-------- Excerpted data --------

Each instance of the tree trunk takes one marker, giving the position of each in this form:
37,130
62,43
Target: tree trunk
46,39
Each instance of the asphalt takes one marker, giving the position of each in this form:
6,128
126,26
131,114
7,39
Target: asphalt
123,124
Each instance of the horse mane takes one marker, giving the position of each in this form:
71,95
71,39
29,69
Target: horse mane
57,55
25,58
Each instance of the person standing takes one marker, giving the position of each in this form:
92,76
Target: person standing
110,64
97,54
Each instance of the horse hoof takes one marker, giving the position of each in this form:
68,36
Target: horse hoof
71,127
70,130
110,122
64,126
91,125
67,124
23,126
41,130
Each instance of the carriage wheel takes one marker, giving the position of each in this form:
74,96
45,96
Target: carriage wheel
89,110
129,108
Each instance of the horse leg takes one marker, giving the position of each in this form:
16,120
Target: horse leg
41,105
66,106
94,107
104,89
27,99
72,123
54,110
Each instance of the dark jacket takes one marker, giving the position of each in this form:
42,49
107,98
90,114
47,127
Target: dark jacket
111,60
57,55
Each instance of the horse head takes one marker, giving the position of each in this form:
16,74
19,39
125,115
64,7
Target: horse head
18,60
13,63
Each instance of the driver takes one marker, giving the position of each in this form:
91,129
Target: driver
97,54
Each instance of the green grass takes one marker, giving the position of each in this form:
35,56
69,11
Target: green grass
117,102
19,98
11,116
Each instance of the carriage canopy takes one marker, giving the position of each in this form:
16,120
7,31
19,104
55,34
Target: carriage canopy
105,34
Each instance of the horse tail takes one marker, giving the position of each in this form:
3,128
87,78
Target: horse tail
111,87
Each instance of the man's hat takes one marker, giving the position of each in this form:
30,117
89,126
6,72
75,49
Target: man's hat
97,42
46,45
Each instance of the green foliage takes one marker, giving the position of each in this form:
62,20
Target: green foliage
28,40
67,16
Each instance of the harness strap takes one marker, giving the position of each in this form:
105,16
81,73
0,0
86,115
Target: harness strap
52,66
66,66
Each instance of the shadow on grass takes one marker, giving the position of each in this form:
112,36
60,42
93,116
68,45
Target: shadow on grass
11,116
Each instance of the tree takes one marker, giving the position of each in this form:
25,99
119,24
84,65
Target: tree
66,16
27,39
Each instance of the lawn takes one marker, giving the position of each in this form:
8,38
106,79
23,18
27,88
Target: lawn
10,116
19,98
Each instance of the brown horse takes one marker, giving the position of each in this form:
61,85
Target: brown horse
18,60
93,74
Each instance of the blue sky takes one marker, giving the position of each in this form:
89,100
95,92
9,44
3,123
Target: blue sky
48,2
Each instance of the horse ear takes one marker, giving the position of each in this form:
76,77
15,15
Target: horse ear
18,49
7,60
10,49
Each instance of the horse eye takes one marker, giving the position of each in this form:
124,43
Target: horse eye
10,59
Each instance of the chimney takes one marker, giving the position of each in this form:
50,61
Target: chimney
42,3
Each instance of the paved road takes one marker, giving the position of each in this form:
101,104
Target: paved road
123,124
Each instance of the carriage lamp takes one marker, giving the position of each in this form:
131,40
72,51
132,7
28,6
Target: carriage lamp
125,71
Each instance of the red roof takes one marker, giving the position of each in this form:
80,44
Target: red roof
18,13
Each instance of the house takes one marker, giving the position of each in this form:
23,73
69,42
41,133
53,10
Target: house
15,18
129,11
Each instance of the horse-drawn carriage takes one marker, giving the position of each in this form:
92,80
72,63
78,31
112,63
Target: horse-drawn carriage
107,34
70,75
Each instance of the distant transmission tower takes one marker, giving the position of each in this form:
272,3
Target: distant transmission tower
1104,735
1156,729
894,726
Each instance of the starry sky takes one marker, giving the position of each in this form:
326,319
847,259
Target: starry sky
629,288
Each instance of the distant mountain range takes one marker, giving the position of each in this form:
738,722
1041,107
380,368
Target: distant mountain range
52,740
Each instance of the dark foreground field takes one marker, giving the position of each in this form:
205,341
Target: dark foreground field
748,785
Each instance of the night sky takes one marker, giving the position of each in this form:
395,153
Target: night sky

--------

(Task to carry out) Rewrite all of the lines above as a numbered list, omitting any blank lines.

(Response)
1. Each instance of the tree trunk takes one marker, giving the position of each in this form:
2. 37,130
3. 62,43
4. Target: tree trunk
5. 46,39
6. Each instance of the asphalt takes one marker, giving the position of each in this form:
7. 6,128
8. 126,26
9. 131,114
10. 7,39
11. Target: asphalt
12. 123,124
13. Each instance of the horse mane takes one marker, giving the position of each in this form:
14. 71,95
15. 71,39
16. 29,69
17. Target: horse mane
18. 57,55
19. 25,58
20. Each instance of the person standing takes one marker, giving the position of each in this form:
21. 92,76
22. Target: person standing
23. 110,64
24. 97,54
25. Each instance of the horse hoof takes one marker, giving the position of each in this form:
26. 68,36
27. Target: horse hoof
28. 71,127
29. 70,130
30. 110,122
31. 64,126
32. 91,125
33. 67,124
34. 23,126
35. 41,130
36. Each instance of the carriage wheel takes one marker, giving the position of each in this form:
37. 74,96
38. 45,96
39. Target: carriage wheel
40. 89,110
41. 129,108
42. Each instance of the horse leg takes one marker, giving the position of each in this form:
43. 16,120
44. Target: horse leg
45. 41,105
46. 66,106
47. 94,107
48. 104,89
49. 27,99
50. 72,123
51. 54,110
52. Each instance of the dark jacket takes one marker, giving the position of each in this form:
53. 42,49
54. 107,98
55. 90,114
56. 47,127
57. Target: dark jacket
58. 111,60
59. 57,55
60. Each instance of the horse head takes one marker, giving the position of each in this form:
61. 16,74
62. 19,39
63. 125,115
64. 64,7
65. Target: horse head
66. 18,60
67. 13,63
68. Each instance of the driver takes one marker, giving the position of each in this form:
69. 91,129
70. Target: driver
71. 97,54
72. Each instance of the green grass takes one marker, giving the position of each in this form:
73. 35,56
74. 69,11
75. Target: green grass
76. 117,102
77. 19,98
78. 11,116
79. Each instance of the carriage canopy takes one marker, giving the position of each in this form:
80. 16,120
81. 7,31
82. 19,104
83. 55,34
84. Target: carriage canopy
85. 105,34
86. Each instance of the horse tail takes one marker, giving the position of each in this form:
87. 3,128
88. 87,78
89. Target: horse tail
90. 111,87
91. Each instance of the man's hat takes one marker, giving the position of each in this form:
92. 30,117
93. 89,126
94. 6,72
95. 75,49
96. Target: man's hat
97. 97,42
98. 46,45
99. Each instance of the green foliage takes one marker, giving the position of each in this form:
100. 62,20
101. Target: green foliage
102. 28,40
103. 67,16
104. Each instance of the harness strap takes one marker, giving the position of each in this form:
105. 105,16
106. 81,73
107. 0,0
108. 86,115
109. Target: harness strap
110. 52,66
111. 66,66
112. Each instance of the shadow on grass takes one marker, giving the position of each in this form:
113. 112,36
114. 60,42
115. 93,116
116. 68,45
117. Target: shadow on grass
118. 11,116
119. Each instance of the tree takes one marker, giving the position of each in this form:
120. 25,99
121. 119,24
122. 84,65
123. Target: tree
124. 66,16
125. 27,39
126. Each instance of the lawn takes one marker, giving the position of each in this form:
127. 8,38
128. 106,79
129. 23,18
130. 27,88
131. Target: lawn
132. 10,116
133. 19,98
134. Each instance of the brown horse takes one marker, giving the position of each in this form:
135. 61,85
136. Target: brown horse
137. 18,60
138. 93,74
139. Each instance of the blue sky takes one marker, giving the position of each in this form:
140. 89,100
141. 95,92
142. 9,44
143. 3,123
144. Target: blue sky
145. 48,2
146. Each instance of the horse ear takes one marker, giving the position of each in this form:
147. 76,77
148. 15,15
149. Target: horse ear
150. 18,49
151. 7,60
152. 10,49
153. Each instance of the horse eye takes one marker, giving the position of each in this form:
154. 124,43
155. Target: horse eye
156. 10,59
157. Each instance of the chimney takes one marker, giving the position of each in this form:
158. 50,61
159. Target: chimney
160. 42,3
161. Each instance of the paved road takes one marker, giving the position of each in this form:
162. 101,104
163. Target: paved road
164. 123,124
165. Each instance of the carriage lamp takes one marker, giving the position of each in this form:
166. 131,40
167. 72,51
168. 132,7
169. 28,6
170. Target: carriage lamp
171. 125,71
172. Each instance of the red roof takes one marker, giving the position of each in this form:
173. 80,44
174. Target: red roof
175. 18,13
176. Each instance of the house takes one marker, giving the position of each in this form:
177. 23,73
178. 69,42
179. 41,133
180. 53,10
181. Target: house
182. 15,18
183. 129,11
184. Each instance of the horse-drawn carriage takes one marker, giving the position of each in this form:
185. 92,80
186. 72,63
187. 78,31
188. 112,63
189. Target: horse-drawn carriage
190. 107,34
191. 70,75
192. Each instance of the distant transmission tower takes one marker, giving the position of each in this form:
193. 272,3
194. Target: distant transmission tower
195. 1104,735
196. 1156,729
197. 894,726
198. Each instance of the starry sky takes one marker, giving the position of each in this form:
199. 326,319
200. 847,259
201. Target: starry sky
202. 629,288
203. Each instance of the distant mountain range takes one marker, giving the position of each in this form:
204. 738,722
205. 1041,107
206. 380,368
207. Target: distant mountain range
208. 52,740
209. Each instance of the dark foreground field takes one marker, giving the position of each in this form:
210. 205,341
211. Target: dark foreground field
212. 748,785
213. Each instance of the night sky takes one marker, giving the position of each in this form:
214. 395,153
215. Target: night sky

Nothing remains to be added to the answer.